§ **Work task A**:
According to the text below on the history of CARE International, on what date did the first 20,000 CARE packages reach the port of Le Havre, France?
§ **Work task B**:
Extend the text below on the history of CARE International, beginning right after its final sentence.

History of CARE International

CARE International has more than 60 years' experience of helping those in need. Founded in America in 1945 after World War II, it was first known as the Cooperative for American Remittances to Europe. CARE first sent food aid and basic supplies in the form of 'CARE packages' to war-torn Europe – where millions were in danger of starvation and these goods were either heavily rationed or impossible to find.

On May 11, 1946, the first 20,000 packages reached the battered port of Le Havre, France. In Britain more than a million needy families, schools and hospitals received CARE packages in 1946.

CARE Packages
CARE Packages in 1946
©CARE

Some 100 million more CARE packages reached people in need during the next two decades, first in Europe and later in Asia and other parts of the developing world. Britain received its last CARE packages in 1955. By then, CARE was working in 18 countries across the globe.

Dataset items:

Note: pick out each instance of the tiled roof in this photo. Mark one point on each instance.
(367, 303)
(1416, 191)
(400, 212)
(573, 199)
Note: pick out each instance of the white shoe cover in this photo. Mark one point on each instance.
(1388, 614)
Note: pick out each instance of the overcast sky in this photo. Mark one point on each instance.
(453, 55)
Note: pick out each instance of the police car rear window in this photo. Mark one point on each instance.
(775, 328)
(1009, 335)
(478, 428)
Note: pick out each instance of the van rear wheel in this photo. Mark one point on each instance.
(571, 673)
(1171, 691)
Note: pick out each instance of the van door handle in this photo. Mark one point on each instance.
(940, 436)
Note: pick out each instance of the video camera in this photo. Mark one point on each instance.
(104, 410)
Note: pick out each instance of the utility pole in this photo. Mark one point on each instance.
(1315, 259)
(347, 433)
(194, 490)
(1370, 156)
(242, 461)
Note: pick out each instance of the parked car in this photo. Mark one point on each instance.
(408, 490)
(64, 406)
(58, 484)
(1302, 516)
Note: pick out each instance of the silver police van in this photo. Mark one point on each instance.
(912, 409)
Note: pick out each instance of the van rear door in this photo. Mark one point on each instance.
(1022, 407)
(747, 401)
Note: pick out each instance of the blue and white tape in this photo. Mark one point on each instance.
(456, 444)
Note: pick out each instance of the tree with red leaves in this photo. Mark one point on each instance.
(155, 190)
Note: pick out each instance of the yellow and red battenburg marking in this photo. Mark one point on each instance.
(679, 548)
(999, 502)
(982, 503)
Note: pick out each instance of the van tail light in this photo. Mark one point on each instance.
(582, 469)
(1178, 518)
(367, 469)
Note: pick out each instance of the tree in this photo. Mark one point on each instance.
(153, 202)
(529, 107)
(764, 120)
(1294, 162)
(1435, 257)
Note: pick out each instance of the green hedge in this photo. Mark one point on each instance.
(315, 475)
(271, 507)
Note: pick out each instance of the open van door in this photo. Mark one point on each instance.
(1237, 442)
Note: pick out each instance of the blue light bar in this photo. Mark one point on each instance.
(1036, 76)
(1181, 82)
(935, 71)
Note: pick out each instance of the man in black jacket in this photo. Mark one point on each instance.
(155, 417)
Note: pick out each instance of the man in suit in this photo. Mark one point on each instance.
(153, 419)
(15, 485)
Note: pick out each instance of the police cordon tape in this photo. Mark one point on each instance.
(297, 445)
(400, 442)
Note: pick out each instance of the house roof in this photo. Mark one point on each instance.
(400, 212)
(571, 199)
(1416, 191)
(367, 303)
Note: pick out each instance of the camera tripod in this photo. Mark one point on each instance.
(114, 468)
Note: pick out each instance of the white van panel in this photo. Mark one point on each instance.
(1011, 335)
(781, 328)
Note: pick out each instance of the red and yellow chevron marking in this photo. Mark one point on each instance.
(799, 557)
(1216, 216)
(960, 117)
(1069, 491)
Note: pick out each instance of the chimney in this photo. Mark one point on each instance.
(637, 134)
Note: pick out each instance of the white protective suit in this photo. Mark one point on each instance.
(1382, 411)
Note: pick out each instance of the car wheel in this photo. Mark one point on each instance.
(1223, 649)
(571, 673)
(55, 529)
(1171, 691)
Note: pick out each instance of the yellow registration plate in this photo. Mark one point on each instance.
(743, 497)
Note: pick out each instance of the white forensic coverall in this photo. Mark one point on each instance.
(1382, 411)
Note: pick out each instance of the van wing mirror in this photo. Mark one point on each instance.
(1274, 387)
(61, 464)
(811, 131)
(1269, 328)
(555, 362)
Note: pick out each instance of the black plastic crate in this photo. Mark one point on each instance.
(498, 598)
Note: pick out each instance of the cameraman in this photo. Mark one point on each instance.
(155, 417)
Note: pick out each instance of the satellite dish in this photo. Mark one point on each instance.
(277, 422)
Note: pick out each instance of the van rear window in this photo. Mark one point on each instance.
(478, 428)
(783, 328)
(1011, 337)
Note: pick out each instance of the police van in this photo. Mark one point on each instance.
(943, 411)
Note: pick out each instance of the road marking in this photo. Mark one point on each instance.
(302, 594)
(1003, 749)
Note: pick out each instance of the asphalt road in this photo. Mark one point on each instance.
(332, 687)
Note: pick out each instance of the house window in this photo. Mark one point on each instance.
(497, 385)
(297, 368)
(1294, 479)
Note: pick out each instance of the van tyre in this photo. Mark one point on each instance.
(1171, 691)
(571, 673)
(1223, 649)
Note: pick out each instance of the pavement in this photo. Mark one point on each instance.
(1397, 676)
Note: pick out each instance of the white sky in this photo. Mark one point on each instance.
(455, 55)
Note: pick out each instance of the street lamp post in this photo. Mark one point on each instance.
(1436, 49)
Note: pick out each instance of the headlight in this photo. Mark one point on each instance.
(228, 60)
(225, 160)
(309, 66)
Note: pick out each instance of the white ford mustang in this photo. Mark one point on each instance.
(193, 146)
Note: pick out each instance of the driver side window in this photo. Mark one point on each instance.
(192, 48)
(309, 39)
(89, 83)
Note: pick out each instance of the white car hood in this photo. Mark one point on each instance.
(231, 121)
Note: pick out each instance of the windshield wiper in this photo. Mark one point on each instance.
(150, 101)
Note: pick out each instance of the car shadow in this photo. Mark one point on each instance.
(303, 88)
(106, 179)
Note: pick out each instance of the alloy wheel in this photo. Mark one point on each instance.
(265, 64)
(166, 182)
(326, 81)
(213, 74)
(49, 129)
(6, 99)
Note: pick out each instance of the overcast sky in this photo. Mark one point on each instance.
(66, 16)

§ **Expected output A**:
May 11, 1946.

§ **Expected output B**:
As the economies of the former wartime nations developed and improved throughout the 1950s and 1960s the focus of CARE's work shifted from Europe to the problems of the developing world.

In the 1950s, we expanded and used U.S. surplus food to feed the hungry. The following decade, we pioneered primary health care programmes and in the 1970s, we responded to massive famines in Africa with both emergency relief and long-term agro-forestry projects, integrating environmentally sound tree- and land-management practices with farming programmes.

Today, our staff of more than 12,000 — most of whom are citizens of the countries where we work — help strengthen communities through a number of programmes that work to create lasting solutions to root causes of poverty.